The records below must be output exactly, without pictures.

___ MATERIAL FOR THE TASK ___

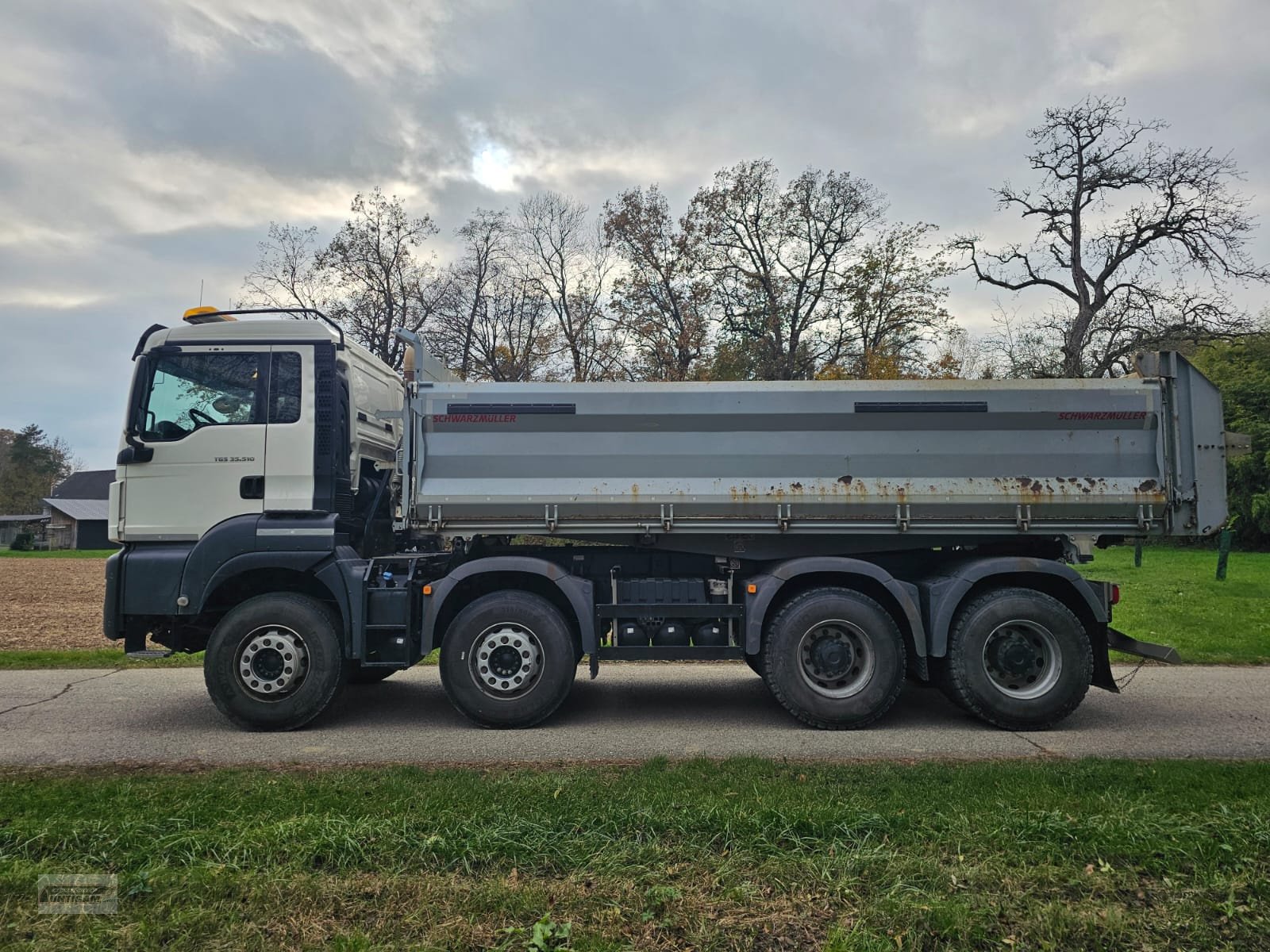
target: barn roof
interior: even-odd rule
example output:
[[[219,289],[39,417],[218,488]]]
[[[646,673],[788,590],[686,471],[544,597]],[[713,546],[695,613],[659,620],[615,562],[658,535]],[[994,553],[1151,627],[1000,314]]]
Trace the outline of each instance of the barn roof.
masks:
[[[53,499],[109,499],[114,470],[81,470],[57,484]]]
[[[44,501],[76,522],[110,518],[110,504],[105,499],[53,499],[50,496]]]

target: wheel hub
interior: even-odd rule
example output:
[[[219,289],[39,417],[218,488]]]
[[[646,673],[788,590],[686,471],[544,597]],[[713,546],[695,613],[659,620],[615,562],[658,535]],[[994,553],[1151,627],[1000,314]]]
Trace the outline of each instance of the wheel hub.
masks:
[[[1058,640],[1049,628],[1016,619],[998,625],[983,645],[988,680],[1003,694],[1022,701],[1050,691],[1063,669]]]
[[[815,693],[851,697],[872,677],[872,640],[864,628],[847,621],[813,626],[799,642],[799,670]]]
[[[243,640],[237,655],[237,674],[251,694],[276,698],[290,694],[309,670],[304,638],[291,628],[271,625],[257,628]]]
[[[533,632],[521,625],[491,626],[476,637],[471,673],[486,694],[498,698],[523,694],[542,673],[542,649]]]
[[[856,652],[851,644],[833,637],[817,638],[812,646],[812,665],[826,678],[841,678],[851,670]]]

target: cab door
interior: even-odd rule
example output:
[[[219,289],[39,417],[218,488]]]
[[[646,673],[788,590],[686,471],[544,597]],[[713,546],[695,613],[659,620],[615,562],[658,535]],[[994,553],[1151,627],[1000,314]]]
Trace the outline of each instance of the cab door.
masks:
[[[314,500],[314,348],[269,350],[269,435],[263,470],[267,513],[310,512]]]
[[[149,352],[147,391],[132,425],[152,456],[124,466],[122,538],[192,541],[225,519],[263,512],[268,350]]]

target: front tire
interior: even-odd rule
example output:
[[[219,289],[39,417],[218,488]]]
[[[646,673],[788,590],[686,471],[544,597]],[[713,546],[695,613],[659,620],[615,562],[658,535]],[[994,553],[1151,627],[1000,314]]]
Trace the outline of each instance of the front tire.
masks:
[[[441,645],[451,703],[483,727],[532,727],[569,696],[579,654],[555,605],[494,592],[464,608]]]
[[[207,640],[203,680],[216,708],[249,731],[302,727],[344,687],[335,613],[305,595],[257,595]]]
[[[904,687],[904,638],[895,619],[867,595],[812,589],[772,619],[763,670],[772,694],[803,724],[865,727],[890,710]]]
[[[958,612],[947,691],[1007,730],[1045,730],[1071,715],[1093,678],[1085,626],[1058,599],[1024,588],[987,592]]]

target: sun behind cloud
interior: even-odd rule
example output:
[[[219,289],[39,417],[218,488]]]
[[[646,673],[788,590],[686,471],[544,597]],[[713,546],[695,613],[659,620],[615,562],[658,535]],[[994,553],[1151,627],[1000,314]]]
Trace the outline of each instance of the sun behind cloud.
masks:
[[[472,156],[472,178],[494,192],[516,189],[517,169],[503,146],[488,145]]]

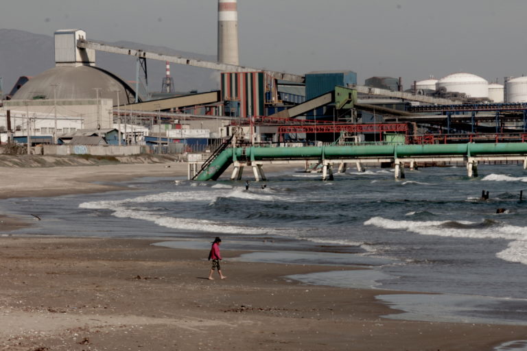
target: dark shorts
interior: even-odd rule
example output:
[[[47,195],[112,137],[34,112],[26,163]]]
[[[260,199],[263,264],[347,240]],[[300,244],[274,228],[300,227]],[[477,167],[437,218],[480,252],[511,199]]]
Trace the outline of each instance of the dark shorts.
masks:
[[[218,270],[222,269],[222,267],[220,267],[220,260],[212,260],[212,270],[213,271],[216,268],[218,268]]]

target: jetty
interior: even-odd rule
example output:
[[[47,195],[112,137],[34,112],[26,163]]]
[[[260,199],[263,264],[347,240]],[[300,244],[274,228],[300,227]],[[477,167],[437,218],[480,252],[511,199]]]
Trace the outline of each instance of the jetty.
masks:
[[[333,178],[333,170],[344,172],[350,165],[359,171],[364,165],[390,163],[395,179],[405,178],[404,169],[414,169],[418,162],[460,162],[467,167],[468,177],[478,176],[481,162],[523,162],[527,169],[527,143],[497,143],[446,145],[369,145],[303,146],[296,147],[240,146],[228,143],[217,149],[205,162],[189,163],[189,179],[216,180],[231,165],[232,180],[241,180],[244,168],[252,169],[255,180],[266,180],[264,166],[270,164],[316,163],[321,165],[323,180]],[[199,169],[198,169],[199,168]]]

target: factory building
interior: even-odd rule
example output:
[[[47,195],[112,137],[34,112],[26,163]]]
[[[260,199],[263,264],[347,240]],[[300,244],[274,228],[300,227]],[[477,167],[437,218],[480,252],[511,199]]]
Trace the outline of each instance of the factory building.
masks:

___

- **COMPLETE ANSWER**:
target: barn roof
interior: even-odd rule
example output:
[[[219,289],[39,417],[218,488]]]
[[[646,673],[788,590],[686,471],[544,597]],[[713,546],[695,613],[659,620],[615,562],[658,535]],[[994,553],[1151,627],[1000,314]]]
Trace the outline of each instance of the barn roof.
masks:
[[[53,499],[109,499],[114,470],[81,470],[57,484]]]
[[[44,501],[76,522],[110,518],[110,504],[105,499],[53,499],[50,496]]]

target: wheel hub
interior: even-odd rule
example output:
[[[219,289],[39,417],[218,488]]]
[[[646,673],[788,590],[686,471],[544,597]],[[713,546],[695,613],[659,620],[615,562],[658,535]],[[994,553],[1151,627],[1000,314]]]
Trace the outline of each instance of the wheel hub.
masks:
[[[1058,640],[1049,628],[1016,619],[998,625],[983,645],[988,680],[1003,694],[1022,701],[1050,691],[1063,669]]]
[[[815,693],[851,697],[872,677],[872,640],[864,628],[847,621],[813,626],[799,642],[799,670]]]
[[[243,640],[237,655],[237,674],[251,694],[276,698],[290,694],[309,670],[304,638],[291,628],[271,625],[257,628]]]
[[[533,632],[521,625],[491,626],[476,637],[471,673],[486,694],[498,698],[523,694],[542,673],[542,649]]]
[[[856,652],[851,644],[833,637],[817,638],[812,646],[812,665],[826,678],[841,678],[851,670]]]

target: cab door
interior: even-odd rule
example output:
[[[219,289],[39,417],[218,488]]]
[[[646,673],[788,590],[686,471],[544,597]],[[713,546],[695,613],[659,620],[615,562],[658,535]],[[994,553],[1151,627],[1000,314]]]
Trace the outline of each instance of the cab door.
masks:
[[[314,500],[314,348],[269,350],[269,435],[263,470],[267,513],[310,512]]]
[[[149,352],[147,391],[132,425],[152,456],[124,466],[122,538],[192,541],[225,519],[263,512],[268,350]]]

target: front tire
interior: even-odd rule
example output:
[[[219,289],[39,417],[218,488]]]
[[[646,673],[788,590],[686,471],[544,597]],[[713,546],[695,613],[659,620],[615,562],[658,535]],[[994,553],[1151,627],[1000,314]]]
Trace the outline of each instance of the front tire.
masks:
[[[441,645],[451,703],[483,727],[532,727],[569,696],[579,654],[555,605],[494,592],[464,608]]]
[[[207,640],[203,680],[216,708],[249,731],[302,727],[344,687],[335,613],[305,595],[257,595]]]
[[[904,687],[904,638],[895,619],[867,595],[812,589],[772,619],[763,670],[772,694],[803,724],[865,727],[890,710]]]
[[[958,612],[947,691],[1007,730],[1045,730],[1071,715],[1093,678],[1085,626],[1058,599],[1024,588],[987,592]]]

target: sun behind cloud
interior: even-odd rule
example output:
[[[219,289],[39,417],[218,488]]]
[[[646,673],[788,590],[686,471],[544,597]],[[713,546],[695,613],[659,620],[615,562],[658,535]],[[994,553],[1151,627],[1000,314]]]
Trace the outline of each instance of the sun behind cloud.
masks:
[[[472,156],[472,178],[494,192],[516,189],[517,169],[503,146],[488,145]]]

target: dark shorts
interior: even-odd rule
example output:
[[[47,195],[112,137],[34,112],[26,163]]]
[[[260,199],[263,264],[347,240]],[[300,244],[274,228],[300,227]],[[477,167],[437,218],[480,252],[511,199]]]
Trace the outline of each instance of the dark shorts.
masks:
[[[218,270],[222,269],[222,267],[220,267],[220,260],[212,260],[212,270],[213,271],[216,268],[218,268]]]

target: jetty
interior: even-odd rule
example output:
[[[47,195],[112,137],[34,112],[26,163]]]
[[[260,199],[263,264],[347,240]],[[300,244],[274,228],[300,227]],[[477,167],[437,218],[480,252],[511,199]]]
Trace the outline of each instance of the jetty.
masks:
[[[333,178],[333,170],[344,172],[350,165],[359,171],[364,165],[390,163],[395,179],[405,178],[404,169],[414,169],[418,162],[460,162],[467,167],[468,177],[478,176],[481,162],[523,162],[527,169],[527,143],[497,143],[446,145],[369,145],[303,146],[296,147],[240,146],[228,143],[217,149],[205,162],[189,163],[189,179],[216,180],[231,165],[232,180],[241,180],[244,168],[252,169],[255,180],[266,180],[264,166],[270,164],[316,163],[321,165],[323,180]],[[199,169],[198,169],[199,168]]]

target: factory building
interior: even-odd rule
example output:
[[[47,195],[112,137],[34,112],[26,163]]]
[[[260,199],[263,264],[347,240]],[[300,244],[274,228],[300,227]],[[477,167],[437,218],[480,252],[511,199]]]
Trace the outline of each instance of the factory building.
masks:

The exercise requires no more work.